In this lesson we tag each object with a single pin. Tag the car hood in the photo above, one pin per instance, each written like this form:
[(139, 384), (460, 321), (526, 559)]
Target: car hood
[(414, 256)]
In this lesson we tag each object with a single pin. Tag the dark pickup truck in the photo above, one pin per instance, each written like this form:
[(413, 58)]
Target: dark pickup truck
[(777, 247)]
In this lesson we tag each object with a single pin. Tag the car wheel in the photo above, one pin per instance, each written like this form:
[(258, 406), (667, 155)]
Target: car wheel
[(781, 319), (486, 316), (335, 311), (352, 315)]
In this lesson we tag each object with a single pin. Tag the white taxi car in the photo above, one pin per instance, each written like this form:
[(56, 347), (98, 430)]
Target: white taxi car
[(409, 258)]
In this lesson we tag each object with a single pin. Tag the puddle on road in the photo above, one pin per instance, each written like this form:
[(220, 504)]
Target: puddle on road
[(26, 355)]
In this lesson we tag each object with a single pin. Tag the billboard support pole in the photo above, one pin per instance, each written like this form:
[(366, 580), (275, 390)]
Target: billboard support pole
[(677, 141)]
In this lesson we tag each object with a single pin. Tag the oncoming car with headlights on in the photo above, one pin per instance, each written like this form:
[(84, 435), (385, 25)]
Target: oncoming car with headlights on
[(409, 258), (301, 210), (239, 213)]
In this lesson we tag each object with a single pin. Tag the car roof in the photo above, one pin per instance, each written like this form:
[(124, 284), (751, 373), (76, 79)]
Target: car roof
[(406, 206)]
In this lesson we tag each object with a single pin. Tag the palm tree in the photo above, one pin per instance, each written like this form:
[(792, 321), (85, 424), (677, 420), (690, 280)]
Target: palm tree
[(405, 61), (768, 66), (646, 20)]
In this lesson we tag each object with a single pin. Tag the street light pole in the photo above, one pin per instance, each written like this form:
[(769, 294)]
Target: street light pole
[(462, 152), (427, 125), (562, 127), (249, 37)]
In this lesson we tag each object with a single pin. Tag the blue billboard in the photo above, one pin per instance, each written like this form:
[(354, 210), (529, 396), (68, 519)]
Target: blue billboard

#####

*REQUIRED WORK:* Reproduce every row above verbatim, keeping each character and line break unchanged.

*CORRECT ANSWER:*
In this lesson we tag each object with a single pin. Tag the car hood in the photo above, one pin per instance, each written like this form:
[(139, 384), (460, 321), (526, 559)]
Target: car hood
[(414, 256)]
In this lesson we tag each object with a single pin. Tag the dark pickup truck in the photo above, one pin per instance, each written like this form:
[(413, 58)]
Target: dark pickup truck
[(777, 247)]
In this lesson we tag each object with a single pin. Tag the car wheel in the photo above, one pin per instance, each written like this form:
[(258, 406), (667, 155)]
Target: car wheel
[(781, 319), (486, 316), (335, 311), (352, 315)]
In this lesson we tag each object with a single pin. Tag the white taxi car in the photo above, one pin per instance, each written like this form:
[(56, 347), (98, 430)]
Target: white taxi car
[(409, 258)]
In this lesson we tag each object with a single pin. Tag the puddle on road in the photo above, one pin per instance, each written like this form:
[(220, 504)]
Target: puddle on road
[(26, 355)]
In this lesson we tag each object with a single pin. Tag the billboard support pole in the photo above, one pin per instance, each written like this form:
[(366, 580), (275, 390)]
Target: billboard support pole
[(677, 141)]
In this lesson we tag each object with a single pin. Tag the oncoming car with headlights on in the photo above, one pin per instance, each written like this form:
[(84, 435), (385, 25)]
Target: oncoming car with headlights on
[(409, 258), (301, 210), (239, 213)]
In this lesson we tag each object with a single pin. Tag the car roof in the photo above, one pin per instance, each written like this form:
[(124, 284), (751, 373), (76, 79)]
Target: car roof
[(406, 206)]
In this lesson we tag each object with a single pin. Tag the palm tree in the photo above, one pin per instance, each written like this form:
[(792, 321), (85, 424), (677, 420), (690, 280)]
Target: palm tree
[(405, 61), (768, 66), (646, 20)]
In this lesson we tag each object with a single pin. Tag the street light pole in the photo above, one pin per instance, each written like this form:
[(769, 294)]
Target: street light pole
[(462, 152), (427, 125), (562, 127), (249, 37)]
In this lesson we tag each object with a single pin. Tag the blue billboard in the photo above, one pin per instance, each written like this form:
[(354, 210), (529, 396), (68, 519)]
Target: blue billboard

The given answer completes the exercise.